**Data lines:**
────────────────────

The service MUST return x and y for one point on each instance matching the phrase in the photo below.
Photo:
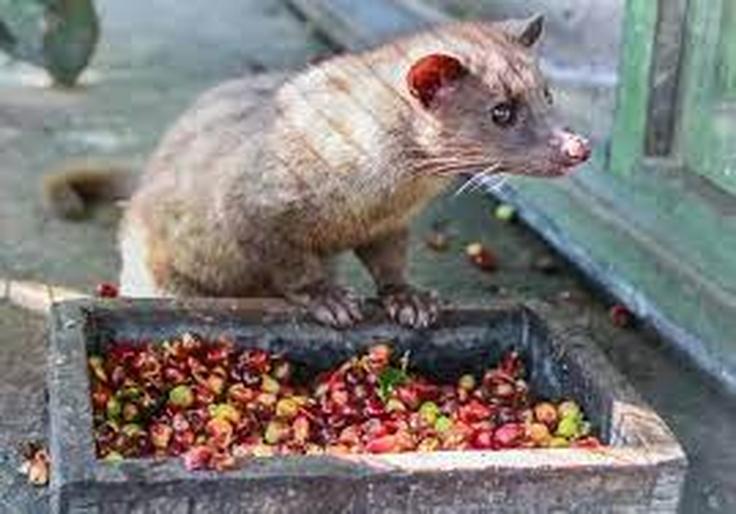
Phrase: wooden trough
(641, 470)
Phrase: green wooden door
(708, 137)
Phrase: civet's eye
(504, 114)
(548, 96)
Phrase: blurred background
(650, 224)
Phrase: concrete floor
(155, 57)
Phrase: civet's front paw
(330, 305)
(410, 307)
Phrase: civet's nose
(575, 149)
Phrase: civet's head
(486, 103)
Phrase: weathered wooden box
(641, 471)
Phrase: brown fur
(265, 180)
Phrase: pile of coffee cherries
(214, 404)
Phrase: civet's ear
(433, 73)
(526, 32)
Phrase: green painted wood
(630, 124)
(708, 120)
(727, 52)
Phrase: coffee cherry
(226, 412)
(538, 433)
(385, 444)
(113, 409)
(287, 408)
(160, 435)
(181, 396)
(568, 409)
(481, 257)
(546, 413)
(466, 382)
(443, 424)
(568, 427)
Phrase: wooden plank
(630, 123)
(727, 52)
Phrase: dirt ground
(156, 55)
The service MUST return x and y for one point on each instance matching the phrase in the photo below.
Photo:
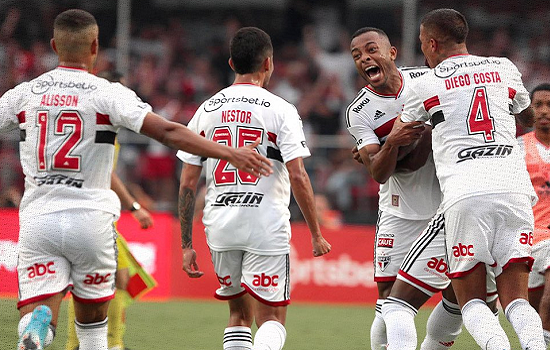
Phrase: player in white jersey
(68, 120)
(246, 218)
(487, 194)
(408, 199)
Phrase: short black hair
(540, 87)
(249, 48)
(369, 29)
(74, 20)
(447, 24)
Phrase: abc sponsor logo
(38, 270)
(224, 280)
(463, 250)
(97, 279)
(264, 280)
(438, 265)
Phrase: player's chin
(406, 150)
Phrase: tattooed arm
(190, 175)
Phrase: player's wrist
(135, 206)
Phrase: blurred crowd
(179, 59)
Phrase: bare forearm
(382, 164)
(303, 193)
(526, 118)
(186, 209)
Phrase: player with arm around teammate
(409, 191)
(68, 120)
(487, 194)
(536, 146)
(246, 218)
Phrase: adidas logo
(378, 114)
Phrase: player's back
(68, 129)
(471, 100)
(242, 211)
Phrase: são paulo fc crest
(383, 262)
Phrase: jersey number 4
(222, 174)
(479, 119)
(67, 123)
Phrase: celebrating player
(408, 199)
(537, 156)
(246, 217)
(487, 193)
(68, 121)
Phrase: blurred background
(174, 55)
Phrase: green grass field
(198, 325)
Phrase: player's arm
(381, 161)
(190, 175)
(128, 201)
(303, 193)
(179, 137)
(526, 118)
(415, 158)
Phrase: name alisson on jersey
(476, 78)
(59, 100)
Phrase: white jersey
(470, 100)
(68, 120)
(370, 117)
(243, 212)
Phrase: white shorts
(491, 229)
(425, 266)
(541, 254)
(265, 277)
(67, 248)
(394, 237)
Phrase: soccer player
(246, 218)
(409, 197)
(68, 120)
(487, 193)
(536, 145)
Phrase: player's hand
(320, 246)
(405, 133)
(247, 159)
(356, 155)
(143, 217)
(190, 265)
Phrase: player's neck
(543, 136)
(253, 78)
(78, 65)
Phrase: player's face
(374, 58)
(541, 107)
(427, 49)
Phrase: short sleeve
(124, 107)
(188, 157)
(8, 115)
(291, 139)
(518, 94)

────────────────────

**What this task involves:** Render every line of the data above as a Markdown table with the columns "Row" and "Data line", numbering the rows in order. Leave out the blank lines and the pictures.

**Solution to this task:**
| Row | Data line |
|---|---|
| 1 | The service MUST return x and y for one point on each instance matching the phrase in the photo below. |
| 2 | Photo: |
| 3 | Phrase: wooden trough |
| 4 | (641, 470) |
| 5 | Phrase: green wooden door |
| 6 | (708, 137) |
| 7 | Phrase: civet's eye |
| 8 | (504, 114) |
| 9 | (548, 96) |
| 10 | Phrase: blurred background |
| 11 | (650, 224) |
| 12 | Phrase: concrete floor |
| 13 | (155, 57) |
| 14 | Phrase: civet's front paw |
| 15 | (330, 305) |
| 16 | (410, 307) |
| 17 | Phrase: civet's nose |
| 18 | (575, 149) |
| 19 | Phrase: civet's head |
| 20 | (486, 103) |
| 21 | Phrase: weathered wooden box |
| 22 | (641, 471) |
| 23 | Phrase: brown fur |
| 24 | (265, 180) |
| 25 | Phrase: pile of coffee cherries |
| 26 | (214, 404) |
| 27 | Phrase: civet's ear |
| 28 | (433, 73) |
| 29 | (526, 32) |
| 30 | Phrase: green painted wood |
| 31 | (630, 124) |
| 32 | (708, 120) |
| 33 | (727, 52) |
| 34 | Phrase: coffee cherry |
| 35 | (226, 412) |
| 36 | (538, 433) |
| 37 | (385, 444) |
| 38 | (113, 409) |
| 39 | (287, 408) |
| 40 | (160, 435) |
| 41 | (181, 396) |
| 42 | (568, 409) |
| 43 | (481, 257) |
| 44 | (546, 413) |
| 45 | (466, 382) |
| 46 | (443, 424) |
| 47 | (568, 427) |
| 48 | Phrase: wooden plank |
| 49 | (630, 123) |
| 50 | (727, 52) |
| 51 | Phrase: dirt ground |
| 52 | (156, 55) |
| 53 | The service MUST return x and y for one point on each instance matching the phrase in the photo below. |
| 54 | Photo: |
| 55 | Phrase: player in white jersey |
| 56 | (68, 120) |
| 57 | (246, 218) |
| 58 | (487, 194) |
| 59 | (408, 199) |
| 60 | Phrase: short black hair |
| 61 | (540, 87) |
| 62 | (249, 48) |
| 63 | (369, 29) |
| 64 | (74, 20) |
| 65 | (447, 24) |
| 66 | Phrase: abc sponsor logo |
| 67 | (38, 270) |
| 68 | (224, 280) |
| 69 | (463, 250) |
| 70 | (97, 279) |
| 71 | (264, 280) |
| 72 | (438, 265) |
| 73 | Phrase: player's chin |
| 74 | (406, 150) |
| 75 | Phrase: tattooed arm |
| 76 | (190, 175) |
| 77 | Phrase: player's wrist |
| 78 | (135, 206) |
| 79 | Phrase: blurred crowd |
| 80 | (179, 59) |
| 81 | Phrase: bare forearm |
| 82 | (382, 164) |
| 83 | (303, 193) |
| 84 | (526, 118) |
| 85 | (186, 209) |
| 86 | Phrase: player with arm around teammate |
| 87 | (409, 191) |
| 88 | (68, 120) |
| 89 | (487, 194) |
| 90 | (536, 146) |
| 91 | (246, 218) |
| 92 | Phrase: adidas logo |
| 93 | (378, 114) |
| 94 | Phrase: player's back |
| 95 | (68, 129) |
| 96 | (471, 100) |
| 97 | (242, 211) |
| 98 | Phrase: são paulo fc crest |
| 99 | (383, 262) |
| 100 | Phrase: jersey number 4 |
| 101 | (222, 174) |
| 102 | (479, 119) |
| 103 | (67, 123) |
| 104 | Phrase: celebrating player |
| 105 | (408, 199) |
| 106 | (537, 156) |
| 107 | (246, 217) |
| 108 | (487, 193) |
| 109 | (68, 121) |
| 110 | Phrase: blurred background |
| 111 | (174, 55) |
| 112 | Phrase: green grass field |
| 113 | (198, 325) |
| 114 | Phrase: player's arm |
| 115 | (381, 161) |
| 116 | (190, 175) |
| 117 | (128, 201) |
| 118 | (303, 193) |
| 119 | (179, 137) |
| 120 | (526, 118) |
| 121 | (415, 158) |
| 122 | Phrase: name alisson on jersey |
| 123 | (476, 78) |
| 124 | (59, 100) |
| 125 | Phrase: white jersey |
| 126 | (470, 100) |
| 127 | (68, 120) |
| 128 | (370, 117) |
| 129 | (243, 212) |
| 130 | Phrase: white shorts |
| 131 | (491, 229) |
| 132 | (425, 266) |
| 133 | (541, 254) |
| 134 | (265, 277) |
| 135 | (67, 248) |
| 136 | (394, 237) |
| 137 | Phrase: soccer player |
| 138 | (246, 218) |
| 139 | (409, 197) |
| 140 | (68, 120) |
| 141 | (487, 193) |
| 142 | (536, 145) |
| 143 | Phrase: player's hand |
| 144 | (320, 246) |
| 145 | (405, 133) |
| 146 | (247, 159) |
| 147 | (356, 155) |
| 148 | (143, 217) |
| 149 | (190, 265) |
| 150 | Phrase: player's neck |
| 151 | (543, 136) |
| 152 | (253, 78) |
| 153 | (78, 65) |
| 154 | Phrase: player's face |
| 155 | (374, 58) |
| 156 | (541, 107) |
| 157 | (427, 49) |
| 158 | Phrase: short sleeve |
| 159 | (124, 107) |
| 160 | (188, 157) |
| 161 | (8, 115) |
| 162 | (291, 139) |
| 163 | (518, 94) |